> **Work to do**
Reproduce each of the entries below word for word, omitting the pictures.

::::::

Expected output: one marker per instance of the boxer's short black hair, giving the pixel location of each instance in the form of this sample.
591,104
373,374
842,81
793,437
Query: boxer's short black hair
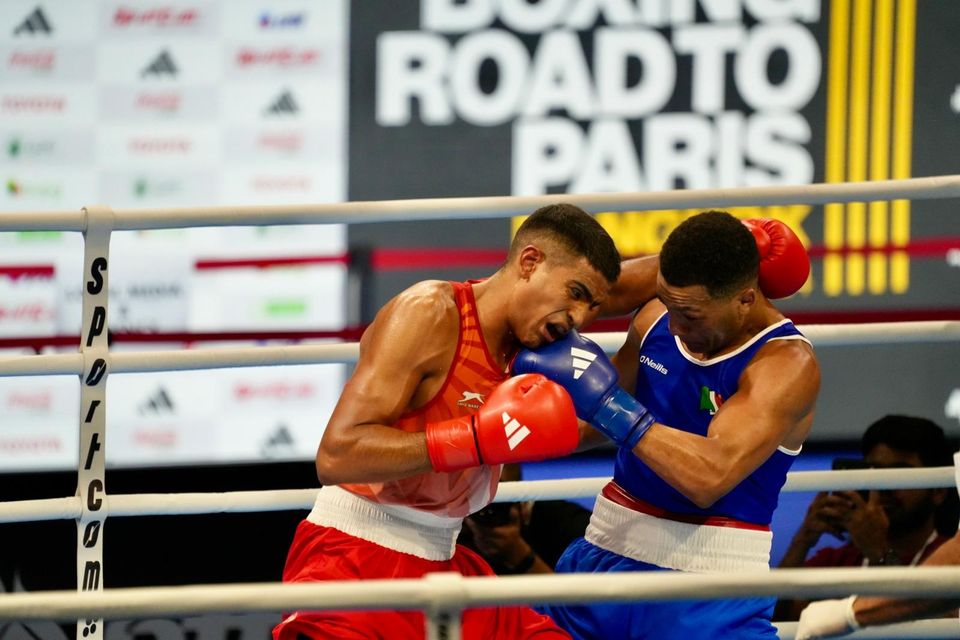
577,231
712,249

::::::

> **Response for this exercise**
Expected output: one marker per instance of the boxer's short black hair, giving the pixel location of each instance in the form of this sample.
591,104
373,374
842,81
793,437
Query: boxer's short black hair
577,231
712,249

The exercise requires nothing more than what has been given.